— Start —
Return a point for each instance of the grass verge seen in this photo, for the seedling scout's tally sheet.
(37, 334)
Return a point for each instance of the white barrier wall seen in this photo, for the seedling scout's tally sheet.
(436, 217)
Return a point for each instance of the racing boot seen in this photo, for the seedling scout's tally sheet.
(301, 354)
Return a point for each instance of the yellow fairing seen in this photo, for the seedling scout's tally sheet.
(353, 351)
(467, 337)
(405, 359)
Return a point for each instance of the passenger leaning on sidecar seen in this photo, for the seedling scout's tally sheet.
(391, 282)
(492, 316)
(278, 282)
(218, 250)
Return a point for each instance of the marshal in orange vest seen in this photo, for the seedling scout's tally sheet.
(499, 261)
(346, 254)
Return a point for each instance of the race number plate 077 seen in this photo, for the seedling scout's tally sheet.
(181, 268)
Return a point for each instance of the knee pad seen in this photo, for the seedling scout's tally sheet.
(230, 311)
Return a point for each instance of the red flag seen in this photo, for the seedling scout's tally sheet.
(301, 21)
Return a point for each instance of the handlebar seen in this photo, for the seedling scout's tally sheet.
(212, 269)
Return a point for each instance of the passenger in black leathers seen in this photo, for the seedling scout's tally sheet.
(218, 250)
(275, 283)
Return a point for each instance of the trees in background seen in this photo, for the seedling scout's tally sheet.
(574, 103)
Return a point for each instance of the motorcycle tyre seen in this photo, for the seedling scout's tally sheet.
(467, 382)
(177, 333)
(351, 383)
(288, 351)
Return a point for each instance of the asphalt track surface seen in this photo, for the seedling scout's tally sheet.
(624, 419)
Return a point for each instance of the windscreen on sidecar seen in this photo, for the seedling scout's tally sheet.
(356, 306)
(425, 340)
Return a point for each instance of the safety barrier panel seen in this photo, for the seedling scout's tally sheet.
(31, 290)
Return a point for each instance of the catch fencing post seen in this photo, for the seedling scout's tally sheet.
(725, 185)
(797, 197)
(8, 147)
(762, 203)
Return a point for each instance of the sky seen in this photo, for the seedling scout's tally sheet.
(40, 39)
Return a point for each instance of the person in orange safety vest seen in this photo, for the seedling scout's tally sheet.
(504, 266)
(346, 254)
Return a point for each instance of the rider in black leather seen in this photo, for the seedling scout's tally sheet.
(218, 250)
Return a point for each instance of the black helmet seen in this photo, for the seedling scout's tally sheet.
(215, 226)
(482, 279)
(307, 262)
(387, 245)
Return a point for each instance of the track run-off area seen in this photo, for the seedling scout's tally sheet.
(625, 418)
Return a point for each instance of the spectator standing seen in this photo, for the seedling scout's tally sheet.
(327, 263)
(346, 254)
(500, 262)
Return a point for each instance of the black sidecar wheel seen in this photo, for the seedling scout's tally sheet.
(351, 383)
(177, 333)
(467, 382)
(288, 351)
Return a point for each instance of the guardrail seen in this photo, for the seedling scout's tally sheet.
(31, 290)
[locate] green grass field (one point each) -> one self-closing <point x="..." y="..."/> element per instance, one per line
— End —
### What to do
Starting with the line that contains "Return a point for each instance of the safety", return each line through the last one of the data above, exactly as written and nothing more.

### Response
Return a point for each instance of the safety barrier panel seen in this photo, for the seedling scout's tally sheet.
(31, 290)
Return a point for each instance of the catch fencing post seen in this photo, for the seedling scout's tally sheet.
(725, 185)
(797, 197)
(8, 147)
(762, 203)
Return a point for each instance of the sky seen in this photo, for the seedling scout's tally sheet.
(40, 39)
Return a point for each instance of the person in orange safety vest seen in this photo, for the seedling scout's tally sheet.
(504, 266)
(346, 254)
Return a point for each instance of the rider in black leather seen in this photo, for the seedling scout's tally sheet.
(218, 250)
Return a point for each instance of the black helmet seen in this photo, for the seedling scout's tally sheet.
(215, 226)
(482, 279)
(307, 262)
(387, 245)
Return a point for each instance of the track run-off area seen in this photo, for the seedling scout's tally sheet.
(625, 418)
Return a point for each instance of the spectator standing seen in this photo, for the seedling scout's tally sheet.
(327, 263)
(346, 254)
(500, 262)
Return a point for each instance of the black sidecar wheel seen in this photo, for the seedling scout's tally sheet.
(351, 383)
(177, 333)
(467, 382)
(288, 351)
Return a point for each instance of the guardrail seen in this photo, for the seedling scout's tally sheet.
(31, 290)
[locate] green grass field (one point each) -> one self-closing <point x="..." y="..."/> element per instance, one per line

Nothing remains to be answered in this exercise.